**EXERCISES TO COMPLETE**
• A. Answer these about the Humanist digest:
(i) Which volume and number of the Humanist Discussion Group is this issue?
(ii) What is the subject line of the message sent by The Man with the Plan?
(iii) According to Michael S. Hart, where was the lost satellite data stored?
• B. Could you reproduce the part of the Humanist digest from "Thu, 29 Mar 90 22:11:37" to "EST (15 lines)"?

3.1235 scanning and e-texts, cont. (251)

Willard McCarty (MCCARTY@vm.epas.utoronto.ca)
Thu, 29 Mar 90 22:11:37 EST

Humanist Discussion Group, Vol. 3, No. 1235. Thursday, 29 Mar 1990.

(1) Date: Thu, 29 Mar 90 12:45:42 EST (42 lines)
From: "Michael S. Hart" <HART@UIUCVMD>
Subject: Re: 3.1231 scanning and e-texts (86)

(2) Date: Wed, 28 Mar 90 13:00:30 CST (78 lines)
From: "Robin C. Cover" <ZRCC1001@SMUVM1>

(3) Date: Wed, 28 Mar 90 15:32:45 EST (15 lines)
From: Grace Logan - ACO <grace@watserv1.uwaterloo.ca>
Subject: noed

(4) Date: Wed, 28 Mar 90 16:41 PST (43 lines)
Subject: Alpha Centauri

(5) Date: Wed, 28 Mar 90 22:14:00 EST (14 lines)
Subject: RE: 3.1231 scanning and e-texts (86)

(6) Date: Wed, 28 Mar 90 22:32 EDT (19 lines)
From: The Man with the Plan <KEHANDLEY@AMHERST>
Subject: converting typesetting data into usable stuff

(1) --------------------------------------------------------------------
Date: Thu, 29 Mar 90 12:45:42 EST
From: "Michael S. Hart" <HART@UIUCVMD>
Subject: Re: 3.1231 scanning and e-texts (86)

The comments about lost satellite data are inappropriate as follows:

1. They were stored on mainframes, which were few in number and
remarkably arbitrary in both operating systems and hardware,
not being made to be portable to other machines. However it
was easy(?) to update tape formats simply by sending tape to
another machine which then stored it in the appropriate tape
or disk format. This trick is also extremely useful for the
modern day user, who can upload an e-text from one format to
a system and then download it to the new system, tape & disk
formats are thus taken care of automatically.

**DATASET EXCERPT**
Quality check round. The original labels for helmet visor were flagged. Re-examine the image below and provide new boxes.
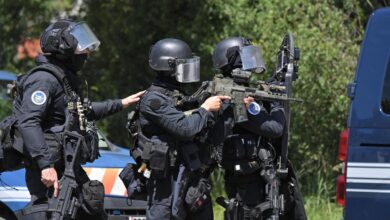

**THE RESPONSES**
• A.
(i) Vol. 3, No. 1235
(ii) converting typesetting data into usable stuff
(iii) On mainframes

• B.
Thu, 29 Mar 90 22:11:37 EST

Humanist Discussion Group, Vol. 3, No. 1235. Thursday, 29 Mar 1990.

(1) Date: Thu, 29 Mar 90 12:45:42 EST (42 lines)
From: "Michael S. Hart" <HART@UIUCVMD>
Subject: Re: 3.1231 scanning and e-texts (86)

(2) Date: Wed, 28 Mar 90 13:00:30 CST (78 lines)
From: "Robin C. Cover" <ZRCC1001@SMUVM1>

(3) Date: Wed, 28 Mar 90 15:32:45 EST (15 lines)